* [TEXTO FORNECIDO]

Prédica: 1 Pedro 1.3-9
Autor: Edson Edilio Streck
Data Litúrgica: Domingo Quasimodogeniti
Data da Pregação: 06/04/1986
Proclamar Libertação – Volume: XI
I — Localização da comunidade
Certas pessoas vivem dias e situações tão desesperadores, que não conseguimos compreender de onde tiram forças para sobreviver e esperança para encarar o futuro. Dias e situações amargos todos nós conhecemos: em nossa vida pessoal, na história de nosso país, no relacionamento entre as pessoas de uma mesma comunidade.
A Igreja Cristã também tem conhecido inúmeros momentos marcados pelo sofrimento: situações em que cristãos sofreram perseguição acompanham a vida de comunidades cristãs em todos os tempos e lugares. Hoje, em alguns países do mundo, grupos de cristãos sofrem por expressarem claramente sua fé. Os anos recentes que vivemos em nosso país não se caracterizam por grandes perseguições a cristãos por parte de autoridades governamentais ou pela sociedade. É importante lembrar que não é necessário que todas as comunidades cristãs, em todos os tempos e lugares, tenham que sofrer para testemunhar sua fé. Quando vivem em tempos de calmarias, entretanto, as comunidades devem estar dispostas a examinar-se e a procurar respostas a perguntas — seriam atrevidas? — como estas: se a Igreja não está encontrando dificuldades para atuar, é porque ela concorda com os planos de quem governa ou porque os governantes procuram cumprir o que a Igreja prega? Se a Igreja vive em paz e harmonia na sociedade em que está inserida, é porque ela se adaptou confortavelmente ao seu meio ou porque a sociedade está organizada de tal forma que vai ao encontro dos anseios por justiça e direito que a Igreja prega?
Se a harmonia de sua vida e pregação é por demais acentuada, a Igreja deve preocupar-se seriamente em questionar sua vida, porque a acomodação é sinal evidente de que algo errado está acontecendo. É sabido que a nossa sociedade, em sua forma de estruturar-se atual-mente, promove uma série imensa de pecados que contradizem a mensagem do Reino de Deus que compete à Igreja pregar. A perícope prevista para o domingo Quasimodogeniti dirige-se a comunidades cristãs que formulam sérias perguntas em relação ao momento que vivem: como viver o presente em seus desafios? Como suportar suas dores? Como enfrentar os problemas que ele nos apresenta?
Tais perguntas estavam presentes no início da Igreja Cristã. Houve pessoas que tentaram respondê-las. Este texto é uma destas tentativas. A 1a Carta de Pedro é dirigida a comunidades cristãs na Ásia Menor. Parte dos cristãos da primeira geração de convertidos já havia morrido. As comunidades passam por dificuldades. Não se trata propriamente de uma perseguição generalizada aos cristãos, mas de discriminação devido ao seu comportamento na sociedade: (…) as perseguições não são promovidas pelas autoridades estatais, mas pela população pagã. Os cristãos são caluniados, insultados e levados aos tribunais (…). São criticados por não participar mais na conduta pagã (E. Lohse, p. 227). Tal situação, caracterizada por provações, motiva a redação desta carta às comunidades atingidas.

* [OBJETIVO A]
Segundo o texto sobre 1 Pedro 1.3-9, quem promove as perseguições contra os cristãos?

Registros de pontos marcados:
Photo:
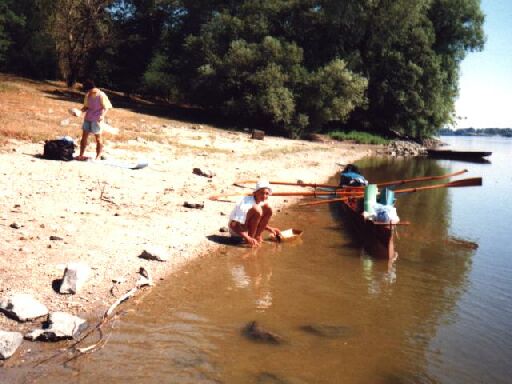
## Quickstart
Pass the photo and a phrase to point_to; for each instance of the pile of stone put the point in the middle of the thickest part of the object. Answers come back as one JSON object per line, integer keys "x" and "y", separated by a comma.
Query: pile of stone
{"x": 56, "y": 325}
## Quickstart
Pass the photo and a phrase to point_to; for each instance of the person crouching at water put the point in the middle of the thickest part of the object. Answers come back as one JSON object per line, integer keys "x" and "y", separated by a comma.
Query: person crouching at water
{"x": 96, "y": 105}
{"x": 251, "y": 216}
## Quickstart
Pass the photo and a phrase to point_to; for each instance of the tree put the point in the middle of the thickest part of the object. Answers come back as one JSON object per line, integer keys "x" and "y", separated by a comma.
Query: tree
{"x": 245, "y": 63}
{"x": 8, "y": 21}
{"x": 80, "y": 30}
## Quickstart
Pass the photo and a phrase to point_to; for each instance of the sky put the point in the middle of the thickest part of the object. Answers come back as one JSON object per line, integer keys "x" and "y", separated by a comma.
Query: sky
{"x": 485, "y": 84}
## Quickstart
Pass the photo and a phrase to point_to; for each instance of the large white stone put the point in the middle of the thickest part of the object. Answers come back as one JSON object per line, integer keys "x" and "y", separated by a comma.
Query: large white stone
{"x": 9, "y": 343}
{"x": 75, "y": 276}
{"x": 23, "y": 307}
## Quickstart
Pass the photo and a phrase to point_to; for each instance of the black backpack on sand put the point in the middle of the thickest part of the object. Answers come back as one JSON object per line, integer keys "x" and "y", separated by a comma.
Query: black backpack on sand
{"x": 58, "y": 150}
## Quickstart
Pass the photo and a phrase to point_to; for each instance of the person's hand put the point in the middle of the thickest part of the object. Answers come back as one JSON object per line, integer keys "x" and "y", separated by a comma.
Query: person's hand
{"x": 252, "y": 241}
{"x": 274, "y": 231}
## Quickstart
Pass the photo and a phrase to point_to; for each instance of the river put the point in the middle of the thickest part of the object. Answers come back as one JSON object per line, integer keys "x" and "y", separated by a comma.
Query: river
{"x": 439, "y": 314}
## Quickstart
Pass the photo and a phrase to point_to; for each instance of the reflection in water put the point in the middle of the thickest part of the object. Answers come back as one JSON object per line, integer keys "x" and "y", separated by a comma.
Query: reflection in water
{"x": 252, "y": 272}
{"x": 189, "y": 329}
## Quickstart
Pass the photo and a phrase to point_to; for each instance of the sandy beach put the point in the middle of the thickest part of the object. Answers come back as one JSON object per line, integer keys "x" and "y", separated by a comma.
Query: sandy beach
{"x": 106, "y": 216}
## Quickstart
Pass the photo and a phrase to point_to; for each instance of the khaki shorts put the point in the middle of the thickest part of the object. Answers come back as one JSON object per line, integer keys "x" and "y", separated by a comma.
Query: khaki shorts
{"x": 94, "y": 127}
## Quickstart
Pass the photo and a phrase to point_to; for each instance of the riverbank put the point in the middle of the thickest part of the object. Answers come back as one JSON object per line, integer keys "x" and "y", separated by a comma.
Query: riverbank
{"x": 106, "y": 216}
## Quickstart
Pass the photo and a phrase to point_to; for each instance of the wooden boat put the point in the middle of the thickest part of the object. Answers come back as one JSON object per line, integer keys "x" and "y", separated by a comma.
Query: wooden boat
{"x": 376, "y": 238}
{"x": 457, "y": 155}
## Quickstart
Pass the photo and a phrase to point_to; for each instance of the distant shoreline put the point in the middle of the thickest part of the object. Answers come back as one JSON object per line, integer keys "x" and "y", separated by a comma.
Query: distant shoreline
{"x": 504, "y": 132}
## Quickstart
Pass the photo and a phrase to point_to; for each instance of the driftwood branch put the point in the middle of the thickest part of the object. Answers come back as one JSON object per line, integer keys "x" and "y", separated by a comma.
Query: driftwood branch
{"x": 109, "y": 315}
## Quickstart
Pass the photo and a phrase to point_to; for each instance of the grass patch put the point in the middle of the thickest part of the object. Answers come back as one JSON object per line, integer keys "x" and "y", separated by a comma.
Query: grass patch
{"x": 358, "y": 137}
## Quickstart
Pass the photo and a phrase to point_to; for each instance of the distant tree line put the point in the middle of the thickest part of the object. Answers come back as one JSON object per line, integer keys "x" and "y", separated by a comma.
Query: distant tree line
{"x": 290, "y": 66}
{"x": 507, "y": 132}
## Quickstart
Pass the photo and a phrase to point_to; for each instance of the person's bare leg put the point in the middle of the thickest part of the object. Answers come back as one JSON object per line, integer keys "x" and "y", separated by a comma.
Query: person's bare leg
{"x": 265, "y": 218}
{"x": 83, "y": 144}
{"x": 253, "y": 219}
{"x": 99, "y": 146}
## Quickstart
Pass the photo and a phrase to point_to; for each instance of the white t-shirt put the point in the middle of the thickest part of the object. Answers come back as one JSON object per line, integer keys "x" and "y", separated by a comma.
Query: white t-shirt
{"x": 239, "y": 213}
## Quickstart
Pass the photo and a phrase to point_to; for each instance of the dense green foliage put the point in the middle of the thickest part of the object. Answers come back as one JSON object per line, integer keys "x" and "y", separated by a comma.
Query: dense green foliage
{"x": 288, "y": 66}
{"x": 358, "y": 137}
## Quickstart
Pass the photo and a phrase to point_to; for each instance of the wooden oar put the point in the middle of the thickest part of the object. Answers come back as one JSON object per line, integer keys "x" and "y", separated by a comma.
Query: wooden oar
{"x": 304, "y": 193}
{"x": 471, "y": 182}
{"x": 423, "y": 178}
{"x": 380, "y": 185}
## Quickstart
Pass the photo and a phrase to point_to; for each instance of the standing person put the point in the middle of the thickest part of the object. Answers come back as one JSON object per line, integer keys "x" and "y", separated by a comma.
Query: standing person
{"x": 251, "y": 216}
{"x": 96, "y": 105}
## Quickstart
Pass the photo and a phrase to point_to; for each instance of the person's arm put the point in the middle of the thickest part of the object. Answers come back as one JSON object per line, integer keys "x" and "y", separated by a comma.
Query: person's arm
{"x": 105, "y": 103}
{"x": 273, "y": 230}
{"x": 86, "y": 103}
{"x": 250, "y": 240}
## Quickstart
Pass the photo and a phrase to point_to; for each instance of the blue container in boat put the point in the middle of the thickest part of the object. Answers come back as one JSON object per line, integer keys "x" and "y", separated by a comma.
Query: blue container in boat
{"x": 370, "y": 198}
{"x": 386, "y": 197}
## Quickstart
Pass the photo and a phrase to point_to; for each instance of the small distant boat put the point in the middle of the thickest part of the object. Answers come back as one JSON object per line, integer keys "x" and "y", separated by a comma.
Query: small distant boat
{"x": 458, "y": 155}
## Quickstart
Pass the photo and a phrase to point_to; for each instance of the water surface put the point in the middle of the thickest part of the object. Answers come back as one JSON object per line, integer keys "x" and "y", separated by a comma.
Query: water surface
{"x": 439, "y": 314}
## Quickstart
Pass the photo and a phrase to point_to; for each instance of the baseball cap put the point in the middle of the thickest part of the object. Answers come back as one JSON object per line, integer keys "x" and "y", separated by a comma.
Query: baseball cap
{"x": 263, "y": 184}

* [OBJETIVO B]
Localize nos registros todas as linhas que têm a palavra "shorts" e copie cada uma delas. Maiúsculas e minúsculas contam.

* [SOLUÇÃO A]
A população pagã, e não as autoridades estatais.

* [SOLUÇÃO B]
Pass the photo and a phrase to point_to; for each instance of the khaki shorts put the point in the middle of the thickest part of the object. Answers come back as one JSON object per line, integer keys "x" and "y", separated by a comma.
Query: khaki shorts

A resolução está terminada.